Recorded data
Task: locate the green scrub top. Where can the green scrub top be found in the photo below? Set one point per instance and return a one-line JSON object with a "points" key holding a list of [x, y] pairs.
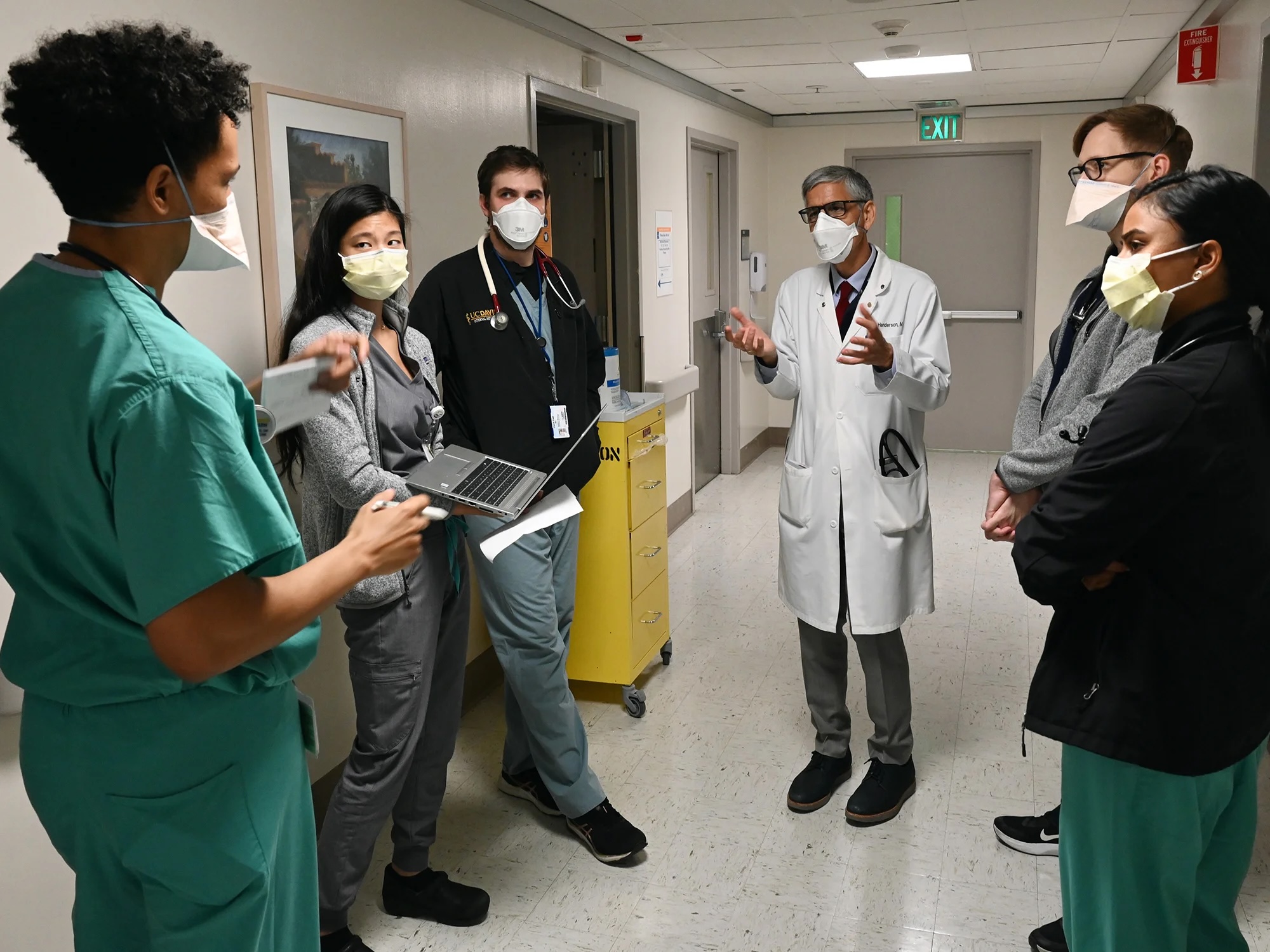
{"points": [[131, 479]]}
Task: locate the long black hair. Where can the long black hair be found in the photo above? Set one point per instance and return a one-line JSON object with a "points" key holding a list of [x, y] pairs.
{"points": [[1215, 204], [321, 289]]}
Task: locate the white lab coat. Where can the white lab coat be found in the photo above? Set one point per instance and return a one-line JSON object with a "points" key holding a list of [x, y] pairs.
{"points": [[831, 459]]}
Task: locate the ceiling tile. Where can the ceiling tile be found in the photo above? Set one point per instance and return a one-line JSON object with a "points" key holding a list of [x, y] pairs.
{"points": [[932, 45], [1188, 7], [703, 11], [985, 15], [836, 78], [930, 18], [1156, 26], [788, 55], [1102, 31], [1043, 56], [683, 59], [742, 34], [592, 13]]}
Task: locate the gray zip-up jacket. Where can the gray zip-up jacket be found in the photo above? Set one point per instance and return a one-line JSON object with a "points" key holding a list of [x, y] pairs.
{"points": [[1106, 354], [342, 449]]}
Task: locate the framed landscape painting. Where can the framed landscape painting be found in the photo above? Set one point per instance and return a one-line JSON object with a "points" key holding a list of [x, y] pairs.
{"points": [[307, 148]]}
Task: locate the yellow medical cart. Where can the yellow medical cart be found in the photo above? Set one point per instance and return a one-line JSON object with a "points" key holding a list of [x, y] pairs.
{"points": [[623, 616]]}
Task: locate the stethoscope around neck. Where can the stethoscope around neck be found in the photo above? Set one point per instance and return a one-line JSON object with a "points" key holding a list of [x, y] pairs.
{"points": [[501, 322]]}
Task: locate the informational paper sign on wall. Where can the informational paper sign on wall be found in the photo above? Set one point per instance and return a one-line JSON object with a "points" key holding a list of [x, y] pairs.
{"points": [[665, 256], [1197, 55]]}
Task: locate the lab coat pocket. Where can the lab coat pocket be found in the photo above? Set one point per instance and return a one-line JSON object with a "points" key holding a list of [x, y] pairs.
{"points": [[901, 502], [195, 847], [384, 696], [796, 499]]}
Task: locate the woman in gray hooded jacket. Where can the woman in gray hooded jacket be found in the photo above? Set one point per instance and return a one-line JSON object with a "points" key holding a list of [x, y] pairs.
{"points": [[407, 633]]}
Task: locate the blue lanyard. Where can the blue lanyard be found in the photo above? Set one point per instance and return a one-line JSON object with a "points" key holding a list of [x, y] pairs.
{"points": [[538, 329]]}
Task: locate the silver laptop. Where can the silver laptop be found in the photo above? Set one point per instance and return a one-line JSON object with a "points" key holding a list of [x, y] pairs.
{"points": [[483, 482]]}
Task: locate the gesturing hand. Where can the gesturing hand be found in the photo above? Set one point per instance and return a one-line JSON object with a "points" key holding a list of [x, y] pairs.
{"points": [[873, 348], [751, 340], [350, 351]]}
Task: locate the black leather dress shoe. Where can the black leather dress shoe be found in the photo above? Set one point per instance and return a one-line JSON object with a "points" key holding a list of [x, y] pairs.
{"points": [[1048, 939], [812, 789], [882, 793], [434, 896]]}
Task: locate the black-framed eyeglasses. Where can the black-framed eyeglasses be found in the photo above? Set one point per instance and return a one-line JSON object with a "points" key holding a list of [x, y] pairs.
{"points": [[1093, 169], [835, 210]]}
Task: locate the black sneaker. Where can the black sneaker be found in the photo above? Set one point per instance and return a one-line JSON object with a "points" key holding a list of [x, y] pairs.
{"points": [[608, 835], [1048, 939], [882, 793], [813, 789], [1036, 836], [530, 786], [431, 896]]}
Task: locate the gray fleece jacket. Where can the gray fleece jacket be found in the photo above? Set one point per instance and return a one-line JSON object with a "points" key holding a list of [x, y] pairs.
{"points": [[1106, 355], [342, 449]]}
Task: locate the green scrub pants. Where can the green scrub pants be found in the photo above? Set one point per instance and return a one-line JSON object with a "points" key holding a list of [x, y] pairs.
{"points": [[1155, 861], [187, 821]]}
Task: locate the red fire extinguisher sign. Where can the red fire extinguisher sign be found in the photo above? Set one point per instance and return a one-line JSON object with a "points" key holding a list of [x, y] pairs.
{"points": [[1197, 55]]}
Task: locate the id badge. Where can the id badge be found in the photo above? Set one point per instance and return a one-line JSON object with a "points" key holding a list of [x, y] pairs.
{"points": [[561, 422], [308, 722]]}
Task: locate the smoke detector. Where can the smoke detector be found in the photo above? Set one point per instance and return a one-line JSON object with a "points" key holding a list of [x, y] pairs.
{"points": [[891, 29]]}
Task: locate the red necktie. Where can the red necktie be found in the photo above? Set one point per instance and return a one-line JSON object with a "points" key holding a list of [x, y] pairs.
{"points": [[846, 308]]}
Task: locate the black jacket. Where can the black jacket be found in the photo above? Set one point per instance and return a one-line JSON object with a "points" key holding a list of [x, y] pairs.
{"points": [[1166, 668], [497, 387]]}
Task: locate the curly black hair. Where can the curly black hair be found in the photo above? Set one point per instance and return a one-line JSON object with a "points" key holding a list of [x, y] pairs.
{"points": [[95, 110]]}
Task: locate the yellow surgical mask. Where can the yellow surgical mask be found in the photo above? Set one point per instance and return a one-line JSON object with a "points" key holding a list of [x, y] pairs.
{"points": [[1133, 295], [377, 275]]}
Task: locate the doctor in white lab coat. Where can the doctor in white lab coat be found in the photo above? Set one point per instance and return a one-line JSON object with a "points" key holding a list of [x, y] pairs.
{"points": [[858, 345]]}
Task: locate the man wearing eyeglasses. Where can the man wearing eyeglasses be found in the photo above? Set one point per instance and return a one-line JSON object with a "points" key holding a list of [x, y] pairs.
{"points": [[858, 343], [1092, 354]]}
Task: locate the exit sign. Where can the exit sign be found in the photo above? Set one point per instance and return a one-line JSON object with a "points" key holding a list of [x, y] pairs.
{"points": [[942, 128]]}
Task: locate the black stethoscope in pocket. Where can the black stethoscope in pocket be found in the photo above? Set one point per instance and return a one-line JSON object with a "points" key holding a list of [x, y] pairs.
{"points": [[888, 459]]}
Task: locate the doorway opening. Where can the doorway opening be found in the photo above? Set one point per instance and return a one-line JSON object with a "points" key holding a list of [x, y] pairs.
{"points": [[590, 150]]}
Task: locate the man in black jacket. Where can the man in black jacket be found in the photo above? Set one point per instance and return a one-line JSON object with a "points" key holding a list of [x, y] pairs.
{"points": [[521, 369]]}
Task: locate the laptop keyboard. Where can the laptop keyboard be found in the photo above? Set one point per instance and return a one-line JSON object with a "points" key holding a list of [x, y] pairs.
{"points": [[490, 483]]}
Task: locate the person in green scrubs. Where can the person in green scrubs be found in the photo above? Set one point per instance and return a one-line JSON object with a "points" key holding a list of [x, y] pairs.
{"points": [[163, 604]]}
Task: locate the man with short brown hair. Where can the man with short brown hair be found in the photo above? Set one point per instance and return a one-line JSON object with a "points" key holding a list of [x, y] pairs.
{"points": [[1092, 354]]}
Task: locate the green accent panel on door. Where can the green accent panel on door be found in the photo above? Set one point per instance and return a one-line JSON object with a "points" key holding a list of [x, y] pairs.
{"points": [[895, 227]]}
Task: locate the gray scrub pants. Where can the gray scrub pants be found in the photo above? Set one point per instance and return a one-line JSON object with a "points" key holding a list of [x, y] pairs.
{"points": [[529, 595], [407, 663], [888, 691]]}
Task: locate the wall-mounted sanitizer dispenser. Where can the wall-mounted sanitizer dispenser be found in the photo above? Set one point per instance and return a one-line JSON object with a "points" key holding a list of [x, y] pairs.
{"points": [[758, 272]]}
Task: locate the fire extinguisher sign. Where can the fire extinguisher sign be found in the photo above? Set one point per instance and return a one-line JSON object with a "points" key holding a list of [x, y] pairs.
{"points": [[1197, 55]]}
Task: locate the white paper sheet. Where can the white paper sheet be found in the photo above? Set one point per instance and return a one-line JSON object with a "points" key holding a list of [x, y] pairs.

* _Written instruction_: All lines from the one with "Task: locate the wall-mounted" through the final line above are to be quoted exactly; quote no other line.

* _Answer_:
Task: locate the wall-mounted sanitizer dispenser. Where can the wall-mounted sanitizer dispenser be found in the photo above? Set one point per instance and return a one-line JSON object with a "points" key holding a list of [x, y] pairs.
{"points": [[758, 272]]}
Task: locate the fire extinguisher sign. Where can the fire extinguisher sign be found in the photo above? Set one point per instance and return a one-line JSON object with a "points" key holding a list of [x, y] pairs.
{"points": [[1197, 55]]}
Task: locate the white paper sheet. Where can the white paper sheet be found in the photo above? Set one point per instance and return a one-line JSON object with a "points" key holding a list of [x, y] pairs.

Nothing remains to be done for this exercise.